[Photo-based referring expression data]

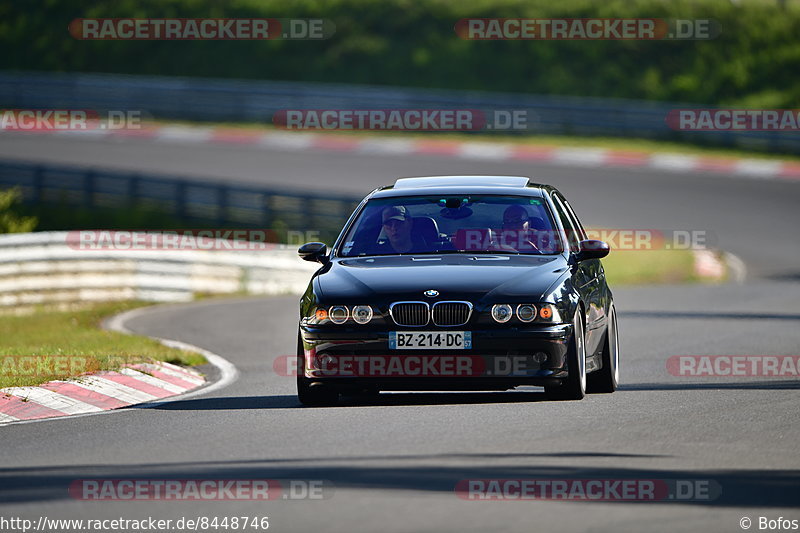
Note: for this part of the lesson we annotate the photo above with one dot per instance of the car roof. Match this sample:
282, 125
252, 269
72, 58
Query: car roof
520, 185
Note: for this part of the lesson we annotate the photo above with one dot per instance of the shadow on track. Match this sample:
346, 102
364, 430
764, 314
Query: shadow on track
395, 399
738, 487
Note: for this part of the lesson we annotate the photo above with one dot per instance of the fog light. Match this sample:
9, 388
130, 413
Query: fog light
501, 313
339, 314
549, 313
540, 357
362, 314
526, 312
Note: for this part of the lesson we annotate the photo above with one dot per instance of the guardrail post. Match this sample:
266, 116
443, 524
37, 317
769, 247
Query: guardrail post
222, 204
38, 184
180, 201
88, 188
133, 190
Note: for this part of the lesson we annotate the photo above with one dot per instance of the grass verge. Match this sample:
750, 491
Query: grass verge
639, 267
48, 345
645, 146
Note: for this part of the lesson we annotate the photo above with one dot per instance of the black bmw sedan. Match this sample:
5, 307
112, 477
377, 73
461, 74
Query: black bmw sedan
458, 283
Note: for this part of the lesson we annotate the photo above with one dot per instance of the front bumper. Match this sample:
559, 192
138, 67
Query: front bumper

### What this task involves
Set down the records exactly, without the pictures.

### Completed exercise
Note: for this part of the lesson we annotate the photo above with one dot per instance of the car roof. Match this sample:
282, 125
252, 269
72, 58
Query: car roof
520, 185
Note: for this part of the lesson we annotate the photo above with one dot per instance of the shadow on track. Match this sample:
346, 102
364, 430
764, 314
Query: shadow on track
395, 399
738, 487
Note: for this part of the lesson we annotate the photo above with one dot per instance of the fog light. Match this sample:
9, 388
130, 413
Query: fog light
501, 313
339, 314
549, 313
540, 357
362, 314
526, 312
Note: for this part of the lesson we annotate the photo above with one dot per instance of the guardrail post. Match this sample:
266, 116
443, 524
37, 317
769, 247
Query: guardrail post
222, 204
38, 184
180, 201
88, 188
133, 190
Note: for this part of the lesson we annotate the photo above with one dot per instance of the grass verge. Match this sample:
750, 491
Query: grass verge
639, 267
48, 345
645, 146
Note: for this part of the lesson we annotate the photo above with one dot per instance of the black bmw sedan. Match this sample:
5, 307
112, 477
377, 73
461, 74
Query: black bmw sedan
458, 283
Note: for this part of the lesson we annotate the photo above with one dot per instance of the front bumper. Match this sample:
559, 192
138, 67
Query: front bumper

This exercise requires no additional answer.